DIRECTIONS ▸
Carry on the news report below about the Kilauea eruption in Hawaii from its final sentence, leaving the listing after it aside.

TEXT BLOCK ▸
════════════════

ENVIRONMENT
06/07/2018 11:18 pm ET Updated Jun 08, 2018

Lava From Kilauea Volcano Has Destroyed 600 Homes In Hawaii

The latest estimate of property losses far surpasses the 215 structures consumed by lava during more than 30 years of an earlier eruption cycle that began in 1983.

PAHOA, Hawaii, June 7 (Reuters) - Approximately 600 homes have been swallowed by lava flows from Kilauea Volcano on Hawaii’s Big Island since early last month, marking its most destructive eruption in modern times, Hawaii County Mayor Harry Kim said on Thursday.

The latest estimate of property losses from Kilauea, one of the world’s most active volcanoes, far surpasses the 215 structures consumed by lava during an earlier eruption cycle that began in 1983 and continued nearly nonstop over three decades.

Kim said Kilauea, one of five volcanoes on the Big Island, formally known as the Island of Hawaii, has never destroyed so many homes before in such a short period of time.

The latest volcanic eruption, which entered its 36th day on Thursday, stands as the most destructive in the United States since at least the cataclysmic 1980 eruption of Mount St. Helens in Washington state that reduced hundreds of square miles to wasteland, according to geologist Scott Rowland, a volcano specialist from the University of Hawaii at Manoa.

════════════════

RECORDED DATA ▸
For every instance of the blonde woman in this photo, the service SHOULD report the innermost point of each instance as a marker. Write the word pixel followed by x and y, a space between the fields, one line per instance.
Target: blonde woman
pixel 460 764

════════════════

RESPONSE TO THE EXERCISE ▸
A similar, extremely violent eruption from Fuego volcano in Guatemala this week killed more than 100 people as it ejected deadly super-heated “pyroclastic” flows of lava and ash through nearby towns.

The latest damage appraisal from Kilauea came moments after Governor David Ige, on a visit to Hawaii County Civil Defense headquarters in Hilo, the island’s biggest city, signed a memorandum of understanding furnishing $12 million in immediate state disaster relief to the island.

Ige and Kim also announced the formation of a task force of federal, state and local officials to devise a recovery plan for communities devastated by the eruption, with an eye toward preventing such major property losses in the future.

“Our responsibility is to try to work with the community to rebuild out of harm’s way,” Kim said.

County civil defense officials had a day earlier put the confirmed number of homes destroyed during the past month at 130, all of them in and around the Leilani Estates community, where lava-spouting fissures opened up on the volcano’s eastern flank on May 3.

More recently, a huge river of lava that has crept several miles across the landscape to the eastern tip of the island engulfed two entire seaside housing subdivisions ― Kapoho Beach Lots and Vacationland.

Over the course of about three days, a rolling wall of molten rock measuring a half mile across and 10 to 15 feet tall buried hundreds of homes while vaporizing a small freshwater lake and filling in an inlet called Kapoho Bay, extending about a mile out from what had been the shoreline.

Kim said Vacationland, a private development believed to comprise roughly 160 homes, was completely erased, and that at least 330 houses were devoured by lava at Kapoho Beach Lots. 

The rest of the losses have occurred in the Leilani Estates area, where the toll of destruction has been steadily rising by the day.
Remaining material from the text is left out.